## What the task requires:
Rewrite the entries below as a Markdown table with two columns, No. and Line. Give each nonblank line its own numbered row, and omit any blank lines.
-- start of Supplied entries --
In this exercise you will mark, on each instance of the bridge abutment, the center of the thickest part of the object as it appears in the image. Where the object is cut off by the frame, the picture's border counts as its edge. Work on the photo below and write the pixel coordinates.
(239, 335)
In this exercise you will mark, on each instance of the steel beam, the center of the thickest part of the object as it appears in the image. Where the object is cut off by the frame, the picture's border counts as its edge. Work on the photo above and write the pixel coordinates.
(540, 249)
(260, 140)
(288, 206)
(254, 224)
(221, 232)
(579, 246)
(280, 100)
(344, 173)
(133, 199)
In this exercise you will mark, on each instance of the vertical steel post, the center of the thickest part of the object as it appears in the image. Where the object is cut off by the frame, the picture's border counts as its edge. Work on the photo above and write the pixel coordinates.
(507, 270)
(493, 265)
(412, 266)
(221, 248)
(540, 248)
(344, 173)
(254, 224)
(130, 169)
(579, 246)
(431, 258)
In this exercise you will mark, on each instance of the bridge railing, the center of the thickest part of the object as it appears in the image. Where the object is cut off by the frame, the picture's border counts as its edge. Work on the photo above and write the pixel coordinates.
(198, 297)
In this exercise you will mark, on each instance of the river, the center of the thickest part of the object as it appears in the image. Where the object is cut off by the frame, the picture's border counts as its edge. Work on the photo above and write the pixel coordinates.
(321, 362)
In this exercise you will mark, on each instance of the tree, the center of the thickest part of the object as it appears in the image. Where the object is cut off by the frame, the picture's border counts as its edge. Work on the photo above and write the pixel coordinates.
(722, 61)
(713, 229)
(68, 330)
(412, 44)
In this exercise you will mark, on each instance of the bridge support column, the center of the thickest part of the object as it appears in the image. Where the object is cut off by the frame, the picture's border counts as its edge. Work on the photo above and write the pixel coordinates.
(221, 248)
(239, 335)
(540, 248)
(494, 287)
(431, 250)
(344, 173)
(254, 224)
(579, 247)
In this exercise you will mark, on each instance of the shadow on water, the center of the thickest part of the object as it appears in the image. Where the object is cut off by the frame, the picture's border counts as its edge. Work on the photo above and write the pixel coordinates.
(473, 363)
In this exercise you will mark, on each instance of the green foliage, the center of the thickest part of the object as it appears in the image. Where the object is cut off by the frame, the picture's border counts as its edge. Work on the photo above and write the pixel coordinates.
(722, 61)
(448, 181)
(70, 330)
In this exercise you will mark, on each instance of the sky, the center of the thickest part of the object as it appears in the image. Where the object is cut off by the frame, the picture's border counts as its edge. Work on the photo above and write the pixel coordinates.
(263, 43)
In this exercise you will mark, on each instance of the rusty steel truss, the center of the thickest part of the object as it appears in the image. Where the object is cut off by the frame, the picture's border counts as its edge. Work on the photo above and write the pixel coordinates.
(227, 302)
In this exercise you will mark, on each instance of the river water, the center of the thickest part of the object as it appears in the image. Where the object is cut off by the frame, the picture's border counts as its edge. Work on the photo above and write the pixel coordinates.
-- end of Supplied entries --
## Correct output:
| No. | Line |
|---|---|
| 1 | In this exercise you will mark, on each instance of the bridge abutment, the center of the thickest part of the object as it appears in the image. Where the object is cut off by the frame, the picture's border counts as its edge. Work on the photo below and write the pixel coordinates. |
| 2 | (239, 335) |
| 3 | In this exercise you will mark, on each instance of the steel beam, the center of the thickest part of the object as it appears in the image. Where the object is cut off by the frame, the picture's border counts as its edge. Work on the photo above and write the pixel coordinates. |
| 4 | (540, 249) |
| 5 | (260, 140) |
| 6 | (288, 206) |
| 7 | (254, 224) |
| 8 | (221, 232) |
| 9 | (579, 246) |
| 10 | (280, 100) |
| 11 | (344, 173) |
| 12 | (133, 199) |
| 13 | In this exercise you will mark, on each instance of the vertical steel post, the center of the thickest part of the object as it appears in the image. Where the object is cut off by the frame, the picture's border counts as its edge. Work on the photo above and write the pixel coordinates. |
| 14 | (507, 270) |
| 15 | (493, 265) |
| 16 | (412, 266) |
| 17 | (221, 248) |
| 18 | (540, 248) |
| 19 | (344, 173) |
| 20 | (254, 224) |
| 21 | (130, 169) |
| 22 | (579, 246) |
| 23 | (431, 258) |
| 24 | In this exercise you will mark, on each instance of the bridge railing, the center of the thickest part of the object as it appears in the image. Where the object is cut off by the frame, the picture's border counts as its edge. Work on the photo above and write the pixel coordinates. |
| 25 | (198, 297) |
| 26 | In this exercise you will mark, on each instance of the river, the center of the thickest part of the object as it appears in the image. Where the object is cut off by the frame, the picture's border counts as its edge. Work on the photo above and write the pixel coordinates. |
| 27 | (321, 362) |
| 28 | In this exercise you will mark, on each instance of the tree, the center of the thickest part of the object as it appears in the image. Where the object is cut off by the frame, the picture's border counts as its edge. Work on the photo above and write the pixel coordinates. |
| 29 | (722, 61) |
| 30 | (713, 229) |
| 31 | (68, 330) |
| 32 | (412, 44) |
| 33 | In this exercise you will mark, on each instance of the bridge support column, the center of the thickest part of the object as it appears in the image. Where the object is cut off by the frame, the picture's border counts as its edge. Work on the photo above and write the pixel coordinates. |
| 34 | (221, 248) |
| 35 | (239, 335) |
| 36 | (540, 248) |
| 37 | (494, 287) |
| 38 | (431, 250) |
| 39 | (344, 173) |
| 40 | (254, 224) |
| 41 | (579, 247) |
| 42 | In this exercise you will mark, on each instance of the shadow on water, the center of the thickest part of the object as it appears in the image. Where the object is cut off by the frame, the picture's border counts as its edge. Work on the photo above and write the pixel coordinates. |
| 43 | (473, 363) |
| 44 | In this exercise you will mark, on each instance of the green foliage, the center of the thickest part of the object as it appears in the image. Where the object is cut off by the frame, the picture's border counts as its edge. Work on the photo above and write the pixel coordinates. |
| 45 | (722, 61) |
| 46 | (448, 181) |
| 47 | (70, 330) |
| 48 | In this exercise you will mark, on each instance of the sky, the center of the thickest part of the object as it appears in the image. Where the object is cut off by the frame, the picture's border counts as its edge. Work on the photo above and write the pixel coordinates. |
| 49 | (263, 43) |
| 50 | In this exercise you will mark, on each instance of the rusty steel truss, the center of the thickest part of the object as it appears in the image. Where the object is cut off by the frame, the picture's border counts as its edge. Work on the photo above and write the pixel coordinates. |
| 51 | (227, 302) |
| 52 | In this exercise you will mark, on each instance of the river water, the center of the thickest part of the object as it appears in the image. Where the object is cut off by the frame, the picture's border counts as its edge. Work on the photo above and write the pixel coordinates. |